=== WRITTEN EXERCISE ===
Please pick out every line in the rows below that contains the word "yellow" and copy each of those lines. Case counts.

=== INFORMATION SHOWN ===
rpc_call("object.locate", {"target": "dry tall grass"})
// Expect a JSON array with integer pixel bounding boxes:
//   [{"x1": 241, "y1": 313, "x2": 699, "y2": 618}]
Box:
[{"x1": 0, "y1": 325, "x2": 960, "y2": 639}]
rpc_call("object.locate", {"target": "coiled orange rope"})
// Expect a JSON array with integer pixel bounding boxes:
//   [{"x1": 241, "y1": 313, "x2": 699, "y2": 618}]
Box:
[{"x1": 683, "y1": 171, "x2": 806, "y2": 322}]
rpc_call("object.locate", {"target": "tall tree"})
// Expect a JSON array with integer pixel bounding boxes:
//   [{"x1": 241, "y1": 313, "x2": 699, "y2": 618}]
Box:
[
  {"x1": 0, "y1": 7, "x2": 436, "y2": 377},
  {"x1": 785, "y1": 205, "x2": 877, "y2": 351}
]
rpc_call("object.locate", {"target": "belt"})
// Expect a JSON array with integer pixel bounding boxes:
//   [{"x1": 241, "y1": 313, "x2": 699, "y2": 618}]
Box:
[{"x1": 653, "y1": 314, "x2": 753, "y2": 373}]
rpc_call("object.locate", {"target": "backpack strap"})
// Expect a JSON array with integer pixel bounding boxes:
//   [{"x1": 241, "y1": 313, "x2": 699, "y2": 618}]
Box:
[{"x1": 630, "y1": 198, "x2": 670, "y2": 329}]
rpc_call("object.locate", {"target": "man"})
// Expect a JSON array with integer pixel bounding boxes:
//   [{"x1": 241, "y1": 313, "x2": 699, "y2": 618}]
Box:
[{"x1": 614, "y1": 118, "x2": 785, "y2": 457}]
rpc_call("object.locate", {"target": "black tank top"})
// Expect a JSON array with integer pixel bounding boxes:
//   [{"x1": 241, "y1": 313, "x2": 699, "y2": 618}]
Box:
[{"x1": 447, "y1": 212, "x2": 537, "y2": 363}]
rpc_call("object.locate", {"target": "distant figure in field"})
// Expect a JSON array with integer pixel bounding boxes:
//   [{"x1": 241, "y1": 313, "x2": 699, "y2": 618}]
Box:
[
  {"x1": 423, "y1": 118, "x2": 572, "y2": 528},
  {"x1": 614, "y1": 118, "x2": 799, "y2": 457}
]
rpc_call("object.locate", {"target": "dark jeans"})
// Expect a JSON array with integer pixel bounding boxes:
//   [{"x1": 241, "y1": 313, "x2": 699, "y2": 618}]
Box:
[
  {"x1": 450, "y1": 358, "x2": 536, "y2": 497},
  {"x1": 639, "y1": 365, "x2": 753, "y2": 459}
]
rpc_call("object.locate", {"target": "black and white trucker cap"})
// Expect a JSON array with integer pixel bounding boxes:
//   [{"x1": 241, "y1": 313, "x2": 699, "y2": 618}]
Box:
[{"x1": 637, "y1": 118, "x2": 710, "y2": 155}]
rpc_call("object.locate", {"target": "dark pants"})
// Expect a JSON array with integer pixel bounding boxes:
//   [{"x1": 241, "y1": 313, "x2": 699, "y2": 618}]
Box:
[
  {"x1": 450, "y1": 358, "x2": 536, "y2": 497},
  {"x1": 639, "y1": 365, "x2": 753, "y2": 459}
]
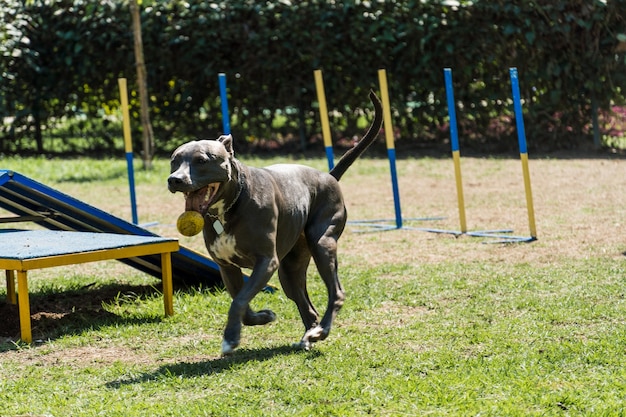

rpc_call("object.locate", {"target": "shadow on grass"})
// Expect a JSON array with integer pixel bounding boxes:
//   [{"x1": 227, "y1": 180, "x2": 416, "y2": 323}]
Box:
[
  {"x1": 0, "y1": 284, "x2": 162, "y2": 353},
  {"x1": 106, "y1": 345, "x2": 322, "y2": 388}
]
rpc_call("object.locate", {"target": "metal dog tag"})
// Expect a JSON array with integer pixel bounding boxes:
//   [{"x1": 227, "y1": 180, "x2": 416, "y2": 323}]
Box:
[{"x1": 213, "y1": 220, "x2": 224, "y2": 235}]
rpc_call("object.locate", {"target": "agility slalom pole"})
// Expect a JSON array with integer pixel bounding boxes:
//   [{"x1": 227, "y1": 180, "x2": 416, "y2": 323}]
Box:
[
  {"x1": 443, "y1": 68, "x2": 467, "y2": 233},
  {"x1": 117, "y1": 78, "x2": 139, "y2": 224},
  {"x1": 217, "y1": 72, "x2": 230, "y2": 135},
  {"x1": 313, "y1": 70, "x2": 335, "y2": 171},
  {"x1": 378, "y1": 69, "x2": 402, "y2": 229},
  {"x1": 509, "y1": 67, "x2": 537, "y2": 240}
]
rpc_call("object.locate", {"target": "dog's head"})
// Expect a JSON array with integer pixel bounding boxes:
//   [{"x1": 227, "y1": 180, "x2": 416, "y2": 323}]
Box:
[{"x1": 167, "y1": 135, "x2": 234, "y2": 215}]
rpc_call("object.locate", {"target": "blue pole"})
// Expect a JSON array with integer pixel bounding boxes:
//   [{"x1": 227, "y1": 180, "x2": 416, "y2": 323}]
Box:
[
  {"x1": 387, "y1": 147, "x2": 402, "y2": 229},
  {"x1": 443, "y1": 68, "x2": 467, "y2": 233},
  {"x1": 126, "y1": 152, "x2": 139, "y2": 224},
  {"x1": 443, "y1": 68, "x2": 459, "y2": 152},
  {"x1": 217, "y1": 72, "x2": 230, "y2": 135},
  {"x1": 509, "y1": 68, "x2": 528, "y2": 154}
]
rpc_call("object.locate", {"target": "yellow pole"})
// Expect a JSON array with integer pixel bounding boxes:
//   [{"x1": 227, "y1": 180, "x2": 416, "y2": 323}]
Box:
[
  {"x1": 161, "y1": 252, "x2": 174, "y2": 316},
  {"x1": 378, "y1": 69, "x2": 396, "y2": 149},
  {"x1": 313, "y1": 70, "x2": 335, "y2": 170},
  {"x1": 17, "y1": 271, "x2": 33, "y2": 343},
  {"x1": 117, "y1": 78, "x2": 133, "y2": 153},
  {"x1": 520, "y1": 153, "x2": 537, "y2": 239},
  {"x1": 117, "y1": 78, "x2": 139, "y2": 224},
  {"x1": 452, "y1": 151, "x2": 467, "y2": 233},
  {"x1": 378, "y1": 69, "x2": 402, "y2": 229},
  {"x1": 6, "y1": 270, "x2": 17, "y2": 304}
]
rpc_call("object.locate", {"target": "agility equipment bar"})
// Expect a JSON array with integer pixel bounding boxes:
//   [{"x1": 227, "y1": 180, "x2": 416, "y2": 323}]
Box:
[
  {"x1": 348, "y1": 69, "x2": 443, "y2": 232},
  {"x1": 217, "y1": 72, "x2": 230, "y2": 135},
  {"x1": 509, "y1": 68, "x2": 537, "y2": 240},
  {"x1": 313, "y1": 70, "x2": 335, "y2": 171},
  {"x1": 117, "y1": 78, "x2": 139, "y2": 224}
]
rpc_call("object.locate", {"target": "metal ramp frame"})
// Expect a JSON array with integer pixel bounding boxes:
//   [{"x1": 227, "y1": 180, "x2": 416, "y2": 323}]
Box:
[{"x1": 0, "y1": 169, "x2": 222, "y2": 287}]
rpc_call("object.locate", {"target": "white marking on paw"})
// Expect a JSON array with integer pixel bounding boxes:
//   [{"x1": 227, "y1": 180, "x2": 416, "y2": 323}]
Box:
[
  {"x1": 222, "y1": 340, "x2": 235, "y2": 355},
  {"x1": 209, "y1": 233, "x2": 240, "y2": 263}
]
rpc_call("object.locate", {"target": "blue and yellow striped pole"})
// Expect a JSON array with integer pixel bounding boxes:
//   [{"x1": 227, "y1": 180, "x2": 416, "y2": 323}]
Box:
[
  {"x1": 313, "y1": 70, "x2": 335, "y2": 171},
  {"x1": 378, "y1": 69, "x2": 402, "y2": 229},
  {"x1": 217, "y1": 72, "x2": 230, "y2": 135},
  {"x1": 443, "y1": 68, "x2": 467, "y2": 233},
  {"x1": 117, "y1": 78, "x2": 139, "y2": 224},
  {"x1": 509, "y1": 68, "x2": 537, "y2": 240}
]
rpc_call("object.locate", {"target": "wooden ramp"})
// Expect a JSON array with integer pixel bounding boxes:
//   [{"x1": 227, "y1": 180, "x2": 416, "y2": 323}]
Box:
[{"x1": 0, "y1": 170, "x2": 221, "y2": 287}]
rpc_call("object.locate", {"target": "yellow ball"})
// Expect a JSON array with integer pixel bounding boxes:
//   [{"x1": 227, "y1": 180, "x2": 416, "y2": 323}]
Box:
[{"x1": 176, "y1": 211, "x2": 204, "y2": 236}]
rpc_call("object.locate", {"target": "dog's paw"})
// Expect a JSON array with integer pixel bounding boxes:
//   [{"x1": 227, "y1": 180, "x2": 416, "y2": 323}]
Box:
[
  {"x1": 302, "y1": 326, "x2": 326, "y2": 343},
  {"x1": 243, "y1": 310, "x2": 276, "y2": 326},
  {"x1": 257, "y1": 310, "x2": 276, "y2": 323},
  {"x1": 291, "y1": 340, "x2": 313, "y2": 352},
  {"x1": 222, "y1": 340, "x2": 237, "y2": 356}
]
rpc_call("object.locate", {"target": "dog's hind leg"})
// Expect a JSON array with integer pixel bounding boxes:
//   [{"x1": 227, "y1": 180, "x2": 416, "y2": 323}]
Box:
[
  {"x1": 220, "y1": 257, "x2": 278, "y2": 355},
  {"x1": 300, "y1": 221, "x2": 346, "y2": 349},
  {"x1": 278, "y1": 237, "x2": 319, "y2": 331}
]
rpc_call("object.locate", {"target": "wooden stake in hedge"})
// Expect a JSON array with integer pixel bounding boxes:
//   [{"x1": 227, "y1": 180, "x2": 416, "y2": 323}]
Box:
[{"x1": 129, "y1": 0, "x2": 154, "y2": 169}]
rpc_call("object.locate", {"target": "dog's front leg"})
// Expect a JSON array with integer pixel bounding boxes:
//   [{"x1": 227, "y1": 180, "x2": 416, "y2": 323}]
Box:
[{"x1": 222, "y1": 256, "x2": 278, "y2": 355}]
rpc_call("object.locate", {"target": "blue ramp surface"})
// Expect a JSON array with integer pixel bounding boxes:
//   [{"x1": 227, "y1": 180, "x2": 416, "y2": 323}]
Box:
[{"x1": 0, "y1": 170, "x2": 221, "y2": 286}]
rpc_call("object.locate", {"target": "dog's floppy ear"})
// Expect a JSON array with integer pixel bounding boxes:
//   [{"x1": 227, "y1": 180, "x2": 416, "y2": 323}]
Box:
[{"x1": 217, "y1": 135, "x2": 235, "y2": 156}]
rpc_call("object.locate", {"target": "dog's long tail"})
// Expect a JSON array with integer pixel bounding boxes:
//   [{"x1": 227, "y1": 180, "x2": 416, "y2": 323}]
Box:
[{"x1": 330, "y1": 91, "x2": 383, "y2": 181}]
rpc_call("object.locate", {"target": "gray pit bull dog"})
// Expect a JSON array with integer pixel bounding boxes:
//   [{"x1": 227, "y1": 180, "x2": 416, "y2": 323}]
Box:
[{"x1": 168, "y1": 92, "x2": 382, "y2": 355}]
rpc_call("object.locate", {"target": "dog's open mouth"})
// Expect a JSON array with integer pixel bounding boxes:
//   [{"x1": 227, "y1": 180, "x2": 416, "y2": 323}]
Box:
[{"x1": 184, "y1": 182, "x2": 220, "y2": 216}]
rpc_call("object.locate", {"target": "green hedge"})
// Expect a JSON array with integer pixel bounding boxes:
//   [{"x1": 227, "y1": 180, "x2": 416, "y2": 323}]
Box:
[{"x1": 0, "y1": 0, "x2": 626, "y2": 153}]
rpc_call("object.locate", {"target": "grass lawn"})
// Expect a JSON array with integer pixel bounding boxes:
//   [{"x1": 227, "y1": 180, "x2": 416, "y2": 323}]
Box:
[{"x1": 0, "y1": 155, "x2": 626, "y2": 416}]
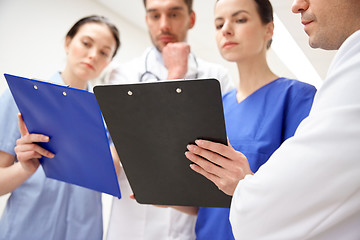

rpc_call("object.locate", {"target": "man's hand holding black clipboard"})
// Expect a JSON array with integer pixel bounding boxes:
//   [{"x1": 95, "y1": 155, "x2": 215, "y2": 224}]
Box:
[{"x1": 94, "y1": 79, "x2": 231, "y2": 207}]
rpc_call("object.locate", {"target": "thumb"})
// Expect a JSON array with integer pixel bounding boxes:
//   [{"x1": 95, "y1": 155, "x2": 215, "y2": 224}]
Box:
[
  {"x1": 226, "y1": 137, "x2": 234, "y2": 149},
  {"x1": 18, "y1": 113, "x2": 29, "y2": 137}
]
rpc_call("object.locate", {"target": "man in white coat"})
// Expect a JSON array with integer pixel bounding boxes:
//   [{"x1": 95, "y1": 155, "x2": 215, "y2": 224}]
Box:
[
  {"x1": 107, "y1": 0, "x2": 233, "y2": 240},
  {"x1": 184, "y1": 0, "x2": 360, "y2": 240}
]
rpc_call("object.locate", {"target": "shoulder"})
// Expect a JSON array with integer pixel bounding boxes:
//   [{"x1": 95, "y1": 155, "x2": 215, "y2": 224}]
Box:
[
  {"x1": 196, "y1": 58, "x2": 228, "y2": 74},
  {"x1": 273, "y1": 78, "x2": 316, "y2": 94}
]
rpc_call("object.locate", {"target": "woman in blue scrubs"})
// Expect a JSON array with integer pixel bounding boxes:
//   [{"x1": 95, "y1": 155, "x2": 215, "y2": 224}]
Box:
[
  {"x1": 0, "y1": 16, "x2": 120, "y2": 240},
  {"x1": 186, "y1": 0, "x2": 316, "y2": 240}
]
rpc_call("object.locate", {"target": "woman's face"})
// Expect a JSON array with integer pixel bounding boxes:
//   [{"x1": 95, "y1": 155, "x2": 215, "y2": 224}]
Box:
[
  {"x1": 215, "y1": 0, "x2": 273, "y2": 62},
  {"x1": 65, "y1": 22, "x2": 116, "y2": 81}
]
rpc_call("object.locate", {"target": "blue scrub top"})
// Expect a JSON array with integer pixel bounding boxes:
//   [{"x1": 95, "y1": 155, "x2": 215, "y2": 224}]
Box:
[
  {"x1": 195, "y1": 78, "x2": 316, "y2": 240},
  {"x1": 0, "y1": 73, "x2": 103, "y2": 240}
]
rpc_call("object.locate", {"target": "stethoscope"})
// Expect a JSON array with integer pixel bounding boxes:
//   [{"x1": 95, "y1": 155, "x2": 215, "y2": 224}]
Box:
[{"x1": 140, "y1": 48, "x2": 199, "y2": 82}]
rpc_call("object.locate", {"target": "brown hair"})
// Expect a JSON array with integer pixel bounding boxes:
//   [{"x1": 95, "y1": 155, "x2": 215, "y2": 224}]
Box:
[
  {"x1": 66, "y1": 15, "x2": 120, "y2": 57},
  {"x1": 143, "y1": 0, "x2": 193, "y2": 13},
  {"x1": 217, "y1": 0, "x2": 274, "y2": 49}
]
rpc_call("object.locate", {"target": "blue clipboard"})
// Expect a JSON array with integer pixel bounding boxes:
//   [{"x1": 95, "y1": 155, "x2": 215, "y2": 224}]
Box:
[{"x1": 4, "y1": 74, "x2": 121, "y2": 198}]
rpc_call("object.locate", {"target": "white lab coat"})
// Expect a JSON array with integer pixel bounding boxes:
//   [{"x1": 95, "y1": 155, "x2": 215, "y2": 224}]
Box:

=== SOLUTION TO THIS EXERCISE ===
rpc_call("object.locate", {"target": "yellow pole"})
rpc_call("object.locate", {"target": "blue and yellow striped pole"})
rpc_call("object.locate", {"target": "yellow ball"})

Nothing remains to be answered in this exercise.